— START WORKING DATA —
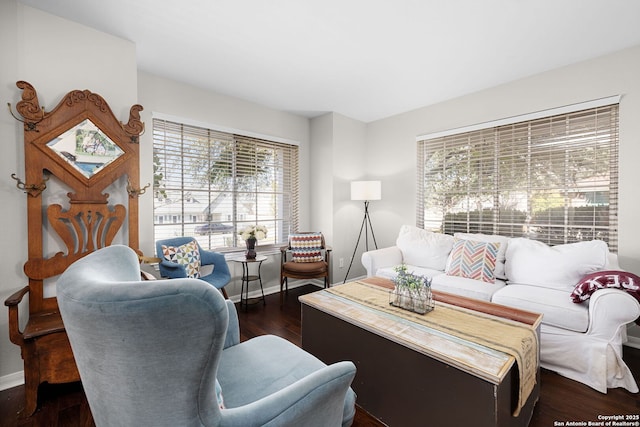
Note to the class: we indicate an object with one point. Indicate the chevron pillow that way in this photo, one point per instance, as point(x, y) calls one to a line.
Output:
point(473, 260)
point(306, 247)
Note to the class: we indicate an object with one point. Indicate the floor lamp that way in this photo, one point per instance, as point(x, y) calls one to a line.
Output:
point(364, 191)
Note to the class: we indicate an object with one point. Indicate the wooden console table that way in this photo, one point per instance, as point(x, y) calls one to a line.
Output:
point(410, 374)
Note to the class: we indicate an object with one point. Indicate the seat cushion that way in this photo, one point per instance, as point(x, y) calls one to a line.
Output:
point(272, 363)
point(424, 248)
point(306, 247)
point(555, 305)
point(304, 268)
point(530, 262)
point(466, 287)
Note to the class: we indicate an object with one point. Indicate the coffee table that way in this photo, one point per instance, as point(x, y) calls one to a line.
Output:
point(412, 374)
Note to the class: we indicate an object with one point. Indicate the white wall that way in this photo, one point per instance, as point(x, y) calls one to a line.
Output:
point(337, 153)
point(181, 101)
point(57, 56)
point(391, 143)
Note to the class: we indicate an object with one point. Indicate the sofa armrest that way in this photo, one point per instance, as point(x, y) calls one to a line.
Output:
point(380, 258)
point(609, 310)
point(612, 262)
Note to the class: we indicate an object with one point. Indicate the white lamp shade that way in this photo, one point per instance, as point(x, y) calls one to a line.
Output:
point(366, 190)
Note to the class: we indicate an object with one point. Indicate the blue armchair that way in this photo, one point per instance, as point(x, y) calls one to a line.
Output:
point(158, 353)
point(220, 276)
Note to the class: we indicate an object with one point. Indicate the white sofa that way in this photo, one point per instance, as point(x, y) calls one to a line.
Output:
point(580, 341)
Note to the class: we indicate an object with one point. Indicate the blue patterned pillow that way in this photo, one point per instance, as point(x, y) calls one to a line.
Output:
point(187, 255)
point(473, 260)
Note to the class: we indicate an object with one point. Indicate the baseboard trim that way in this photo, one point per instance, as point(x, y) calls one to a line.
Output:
point(633, 342)
point(11, 380)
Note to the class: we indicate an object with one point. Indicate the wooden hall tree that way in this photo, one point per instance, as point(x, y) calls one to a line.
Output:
point(80, 147)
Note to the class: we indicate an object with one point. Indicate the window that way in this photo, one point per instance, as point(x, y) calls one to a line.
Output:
point(211, 184)
point(553, 178)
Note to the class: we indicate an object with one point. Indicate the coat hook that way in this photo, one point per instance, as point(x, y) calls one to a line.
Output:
point(33, 190)
point(30, 126)
point(136, 192)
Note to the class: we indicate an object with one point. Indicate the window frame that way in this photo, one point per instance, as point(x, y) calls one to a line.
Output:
point(491, 165)
point(195, 161)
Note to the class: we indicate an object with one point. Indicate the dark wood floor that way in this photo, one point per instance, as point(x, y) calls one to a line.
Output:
point(561, 400)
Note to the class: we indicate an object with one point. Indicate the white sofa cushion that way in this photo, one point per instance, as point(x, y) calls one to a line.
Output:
point(424, 248)
point(530, 262)
point(466, 287)
point(492, 238)
point(554, 304)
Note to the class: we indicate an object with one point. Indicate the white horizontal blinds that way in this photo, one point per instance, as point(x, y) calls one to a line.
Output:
point(210, 184)
point(552, 179)
point(266, 178)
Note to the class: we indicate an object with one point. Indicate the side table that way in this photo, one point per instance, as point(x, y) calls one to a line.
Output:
point(247, 278)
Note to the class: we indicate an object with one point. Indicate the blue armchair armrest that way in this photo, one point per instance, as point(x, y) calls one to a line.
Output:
point(172, 270)
point(233, 328)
— END WORKING DATA —
• SET TASK
Transcribe every one of the records above word for word, and leave the pictures out of your copy.

• ANSWER FOR THIS EXERCISE
Note to the class: we indicate an object with one point. Indicate the chevron pillow that way in this photo, one point per instance, as point(x, y) calls one to a line.
Output:
point(473, 260)
point(306, 247)
Note to the class: we indicate an object with one point. Indicate the floor lamp that way in this photo, one point per instance, as point(x, y) calls one to a line.
Output:
point(364, 191)
Note to the class: we indicate an object with one point. Indicate the wooden console table that way in this photo, one point per instance, as point(x, y) calls one to a line.
Output:
point(410, 374)
Note to the class: we indicate an object with one point. Indicate the seat cushion that way in this photo, one point per instance, as point(x, y) calls one to a line.
Output:
point(272, 363)
point(424, 248)
point(306, 247)
point(555, 305)
point(304, 268)
point(530, 262)
point(466, 287)
Note to the class: we indicate an object with one point. Indicate the coffee table that way in this photo, one point per instance, as point(x, y) calls one to a line.
Output:
point(412, 374)
Note to the class: we indicate an object with one point. Indicate the white wall that way in this photo, one point per instance, as point(x, y) calls one to a line.
Output:
point(337, 153)
point(181, 101)
point(57, 56)
point(391, 143)
Note to the class: we indicate an object with one point. Indicate the sofa armrest that way in this photo, one point per instance, as point(x, y) calls one to a line.
Output:
point(380, 258)
point(609, 310)
point(612, 262)
Note to the class: we indicate an object with one point. Indicate the white lamp shade that way in this photo, one point per instance, as point(x, y) calls one to a line.
Output:
point(366, 190)
Note to the class: we indicate an object with one point. Indicate the blue armchair that way in this photo, one point per instance, as point(x, y) calls one to a line.
Output:
point(158, 353)
point(220, 276)
Note to the class: we indicate an object with one point. Indicate the white sofa that way in this photo, one point per instance, as point(x, y) calls one to a line.
Output:
point(580, 341)
Note to the class: we indicate an object with one point. Indicate the blue patterned pillow that way in this photo, one point per instance, as point(x, y) calls one to a line.
Output:
point(187, 255)
point(473, 260)
Note to the class: we indicate an object with one point. Indicate the baseboard trim that way in this photo, one point per instance, as point(x, y) calls one to a line.
Output:
point(633, 342)
point(11, 380)
Note to the class: we indicate an object with one point. Indicate the wooden hall tree that way in this photo, one point per instance, as point(x, y) calls one to a line.
Output:
point(80, 147)
Note to the class: we indicate an object with one point. Indicate the window that way in this photo, one point per instance, as point(x, y) calls one to a line.
Output:
point(211, 184)
point(553, 178)
Note to the class: we indicate an object with one point. Indicate the coat hook that way in this photo, one point per instance, as point(x, y) calls one to a line.
Output:
point(33, 190)
point(30, 126)
point(136, 192)
Note to the class: we indicate an object with one point. Indicate the window frame that way in this photo, one point per instance, as point(x, y) calls one to a line.
Output:
point(491, 165)
point(195, 161)
Note to the class: we indicate an object with one point. Indicate the dark wood floor that way in this photo, one point per instance, as point(x, y) calls one to a line.
Output:
point(561, 400)
Note to the class: we indicate an object with one point. Indicate the white sofa cushion that way in this photo, one point per instance, as point(x, y) calls one to a line.
Output:
point(424, 248)
point(530, 262)
point(466, 287)
point(492, 238)
point(554, 304)
Note to the class: we indicate an object with one point. Indicate the white horizontal blinds that way in this photo, one point per instance, as point(x, y) calls one to a line.
Output:
point(210, 184)
point(552, 179)
point(266, 178)
Note to the class: we indicate an object with one point. Indicate the side table that way in this photo, one point per instance, as point(x, y) calls one to a line.
Output:
point(247, 278)
Note to the class: we indicate an object with one point. Indicate the blue armchair armrest that way in this photo, one point per instance, as point(x, y) calls one to a line.
Output:
point(172, 270)
point(233, 328)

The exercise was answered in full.